_Prompt_
Extract from the records below the lines that begin with the line containing "For the evaluation set, indicate each instance of the eroded" and end with the line containing "Target: eroded rock face". Reproduce them word for word, including both of those lines.

_A block of data_
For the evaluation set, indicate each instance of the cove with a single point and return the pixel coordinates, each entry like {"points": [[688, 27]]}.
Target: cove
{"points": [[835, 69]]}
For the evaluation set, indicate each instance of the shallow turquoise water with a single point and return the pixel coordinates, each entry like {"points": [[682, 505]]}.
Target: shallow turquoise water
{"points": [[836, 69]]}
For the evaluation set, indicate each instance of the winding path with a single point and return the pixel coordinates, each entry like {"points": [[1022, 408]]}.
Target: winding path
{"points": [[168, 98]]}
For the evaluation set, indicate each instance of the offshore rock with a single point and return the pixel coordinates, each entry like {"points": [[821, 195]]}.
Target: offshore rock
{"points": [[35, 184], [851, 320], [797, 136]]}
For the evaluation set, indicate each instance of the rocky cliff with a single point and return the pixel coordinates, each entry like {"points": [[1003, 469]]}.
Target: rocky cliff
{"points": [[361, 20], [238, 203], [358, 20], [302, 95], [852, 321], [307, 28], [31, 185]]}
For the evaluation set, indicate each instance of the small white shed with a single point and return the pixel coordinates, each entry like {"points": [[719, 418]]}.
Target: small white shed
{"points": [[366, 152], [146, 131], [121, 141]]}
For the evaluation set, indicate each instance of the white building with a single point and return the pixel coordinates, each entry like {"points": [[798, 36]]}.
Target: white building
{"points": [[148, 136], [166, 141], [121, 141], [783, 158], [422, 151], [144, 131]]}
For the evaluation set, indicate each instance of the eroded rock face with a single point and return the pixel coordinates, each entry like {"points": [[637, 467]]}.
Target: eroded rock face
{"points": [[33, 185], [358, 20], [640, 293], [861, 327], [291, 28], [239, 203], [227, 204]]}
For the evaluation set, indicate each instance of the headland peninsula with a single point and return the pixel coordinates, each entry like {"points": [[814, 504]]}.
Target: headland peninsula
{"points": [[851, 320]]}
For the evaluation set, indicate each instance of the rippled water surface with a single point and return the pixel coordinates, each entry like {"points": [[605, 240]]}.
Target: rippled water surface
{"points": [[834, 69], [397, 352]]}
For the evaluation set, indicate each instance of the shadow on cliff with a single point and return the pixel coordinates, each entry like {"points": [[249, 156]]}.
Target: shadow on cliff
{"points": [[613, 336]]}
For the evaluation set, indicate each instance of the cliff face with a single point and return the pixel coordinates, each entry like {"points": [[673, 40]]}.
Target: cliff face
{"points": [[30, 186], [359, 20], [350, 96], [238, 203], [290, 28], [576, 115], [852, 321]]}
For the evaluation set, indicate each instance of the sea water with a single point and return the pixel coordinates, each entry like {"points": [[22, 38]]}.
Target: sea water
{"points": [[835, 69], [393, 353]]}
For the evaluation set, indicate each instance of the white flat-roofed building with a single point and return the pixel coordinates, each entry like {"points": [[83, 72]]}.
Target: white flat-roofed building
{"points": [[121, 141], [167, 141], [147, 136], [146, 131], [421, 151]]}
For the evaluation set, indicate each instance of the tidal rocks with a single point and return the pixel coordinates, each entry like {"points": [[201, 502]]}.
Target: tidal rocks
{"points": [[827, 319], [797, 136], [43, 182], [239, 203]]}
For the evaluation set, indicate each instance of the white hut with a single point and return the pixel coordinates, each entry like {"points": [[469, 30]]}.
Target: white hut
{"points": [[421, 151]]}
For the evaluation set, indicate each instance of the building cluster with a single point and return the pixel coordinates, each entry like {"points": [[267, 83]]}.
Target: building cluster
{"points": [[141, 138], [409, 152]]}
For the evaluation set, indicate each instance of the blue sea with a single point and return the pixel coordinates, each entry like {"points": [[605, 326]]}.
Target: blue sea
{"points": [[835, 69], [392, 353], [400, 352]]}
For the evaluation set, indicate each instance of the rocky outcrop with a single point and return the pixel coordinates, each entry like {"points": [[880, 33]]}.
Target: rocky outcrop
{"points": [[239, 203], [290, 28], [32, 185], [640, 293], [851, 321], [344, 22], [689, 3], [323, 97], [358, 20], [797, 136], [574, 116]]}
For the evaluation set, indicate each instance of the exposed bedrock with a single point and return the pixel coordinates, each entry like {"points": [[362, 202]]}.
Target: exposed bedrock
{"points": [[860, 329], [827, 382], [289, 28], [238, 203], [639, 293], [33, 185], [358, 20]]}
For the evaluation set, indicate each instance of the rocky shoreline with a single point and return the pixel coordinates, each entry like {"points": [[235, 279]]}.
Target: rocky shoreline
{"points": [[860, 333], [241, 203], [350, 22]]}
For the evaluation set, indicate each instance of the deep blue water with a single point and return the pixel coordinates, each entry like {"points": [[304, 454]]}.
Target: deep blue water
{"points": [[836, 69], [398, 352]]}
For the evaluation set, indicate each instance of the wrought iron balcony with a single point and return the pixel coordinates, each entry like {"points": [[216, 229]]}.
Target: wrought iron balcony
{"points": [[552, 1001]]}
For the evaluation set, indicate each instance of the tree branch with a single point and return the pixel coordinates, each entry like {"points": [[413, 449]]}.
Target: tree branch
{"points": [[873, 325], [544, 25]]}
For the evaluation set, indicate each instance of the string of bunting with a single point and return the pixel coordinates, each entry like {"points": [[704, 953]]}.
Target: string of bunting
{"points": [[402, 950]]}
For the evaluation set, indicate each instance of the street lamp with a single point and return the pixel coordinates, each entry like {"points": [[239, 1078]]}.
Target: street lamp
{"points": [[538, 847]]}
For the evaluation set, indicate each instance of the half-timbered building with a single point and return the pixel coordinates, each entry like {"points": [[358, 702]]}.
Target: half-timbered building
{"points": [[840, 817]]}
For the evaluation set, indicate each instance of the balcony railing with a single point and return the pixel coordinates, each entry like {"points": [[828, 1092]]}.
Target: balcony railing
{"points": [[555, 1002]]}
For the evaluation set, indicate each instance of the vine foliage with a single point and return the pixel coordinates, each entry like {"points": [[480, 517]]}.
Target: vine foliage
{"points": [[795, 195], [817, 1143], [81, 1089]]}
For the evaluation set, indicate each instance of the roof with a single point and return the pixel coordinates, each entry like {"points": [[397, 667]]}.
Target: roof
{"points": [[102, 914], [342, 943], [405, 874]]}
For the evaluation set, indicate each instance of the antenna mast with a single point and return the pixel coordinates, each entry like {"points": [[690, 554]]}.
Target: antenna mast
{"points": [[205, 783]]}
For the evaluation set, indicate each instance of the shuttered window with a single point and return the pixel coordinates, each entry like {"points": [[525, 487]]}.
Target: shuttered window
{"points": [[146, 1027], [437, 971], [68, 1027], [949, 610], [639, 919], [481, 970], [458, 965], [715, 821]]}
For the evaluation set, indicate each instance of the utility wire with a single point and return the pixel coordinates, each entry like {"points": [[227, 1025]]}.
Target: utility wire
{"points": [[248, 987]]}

_Output for this exercise_
For the evaluation set, indicate each instance of the eroded rock face with a single point and return the pixel coordinates, each entry like {"points": [[637, 467]]}.
Target: eroded rock face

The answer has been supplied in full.